(Records from a dataset)
########################################

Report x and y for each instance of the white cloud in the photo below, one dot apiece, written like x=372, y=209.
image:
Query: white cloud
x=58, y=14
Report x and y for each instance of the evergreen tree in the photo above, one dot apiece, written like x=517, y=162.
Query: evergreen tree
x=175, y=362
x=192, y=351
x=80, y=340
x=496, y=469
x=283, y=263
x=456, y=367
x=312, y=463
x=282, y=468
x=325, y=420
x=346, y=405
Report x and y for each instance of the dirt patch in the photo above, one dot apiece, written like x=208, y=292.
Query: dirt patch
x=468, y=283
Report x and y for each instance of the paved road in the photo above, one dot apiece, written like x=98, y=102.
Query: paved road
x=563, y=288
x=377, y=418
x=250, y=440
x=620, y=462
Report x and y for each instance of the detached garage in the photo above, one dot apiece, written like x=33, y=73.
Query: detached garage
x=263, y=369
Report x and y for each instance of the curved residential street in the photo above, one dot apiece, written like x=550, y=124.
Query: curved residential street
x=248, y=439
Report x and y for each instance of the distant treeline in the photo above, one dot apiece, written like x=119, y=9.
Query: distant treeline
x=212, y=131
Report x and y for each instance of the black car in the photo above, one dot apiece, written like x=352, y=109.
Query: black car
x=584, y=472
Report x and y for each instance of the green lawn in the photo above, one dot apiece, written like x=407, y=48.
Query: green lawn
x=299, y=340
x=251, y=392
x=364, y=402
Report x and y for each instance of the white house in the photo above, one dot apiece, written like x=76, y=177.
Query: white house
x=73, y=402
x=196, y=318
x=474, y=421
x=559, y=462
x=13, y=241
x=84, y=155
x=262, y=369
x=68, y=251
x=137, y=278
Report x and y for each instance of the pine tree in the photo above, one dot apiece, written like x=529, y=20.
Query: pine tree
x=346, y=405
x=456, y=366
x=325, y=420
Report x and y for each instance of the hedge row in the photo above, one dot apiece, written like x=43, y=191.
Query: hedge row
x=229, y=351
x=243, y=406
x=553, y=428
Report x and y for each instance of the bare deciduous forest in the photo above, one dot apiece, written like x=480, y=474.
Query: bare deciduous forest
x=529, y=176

########################################

_Exercise requirements_
The data above should be reproduced in full and exactly.

_Written answer_
Report x and y for each instance of the white cloud in the photo below, one dot apiece, written like x=372, y=209.
image:
Query: white cloud
x=58, y=14
Report x and y for each instance of the evergreen tree in the photo above, one dot apiece, written like x=517, y=162.
Query: evergreen tree
x=175, y=362
x=192, y=351
x=80, y=340
x=496, y=469
x=283, y=263
x=456, y=367
x=312, y=463
x=282, y=468
x=325, y=420
x=346, y=405
Report x and y for each instance of the dirt patch in the photo above, one dot apiece, written like x=208, y=292.
Query: dirt patch
x=468, y=283
Report x and y for each instance of the paved road in the photo above, one dot apiece, written like x=98, y=102.
Query: paved road
x=563, y=288
x=377, y=418
x=250, y=440
x=620, y=462
Report x and y for each instance of the detached garage in the photo above, one dot apiece, written like x=33, y=73.
Query: detached garage
x=263, y=369
Report x and y for each instance of the curved residential street in the photo above, one dot apiece, written like x=550, y=124.
Query: curved residential street
x=248, y=439
Report x and y for each instance of the distant treeline in the photo above, one dot apiece, written like x=119, y=9.
Query: distant treeline
x=212, y=131
Report x and y for each instance of the black car in the photo above, one dot apiece, written like x=352, y=109.
Query: black car
x=584, y=472
Report x and y for each instance of the green lawn in the photo above, one dot apiece, written like x=407, y=48.
Query: green lawn
x=299, y=340
x=251, y=392
x=364, y=402
Report x and y for each instance of the white house in the photo above, one dot apiece, written like x=76, y=177.
Query: white house
x=73, y=402
x=196, y=318
x=474, y=421
x=559, y=462
x=13, y=241
x=84, y=155
x=262, y=369
x=68, y=251
x=137, y=278
Report x and y for each instance of the pine tree in the photo above, one dot apiece, written like x=529, y=20.
Query: pine tree
x=346, y=405
x=456, y=366
x=325, y=420
Report x and y for each instance of the hedge row in the photo above, one dot apiece, written like x=43, y=191.
Query: hedge row
x=229, y=351
x=243, y=406
x=553, y=428
Report x and y for each instance of the bare deciduous forest in the photo above, one dot apiece, written like x=480, y=474.
Query: bare deciduous forest
x=529, y=176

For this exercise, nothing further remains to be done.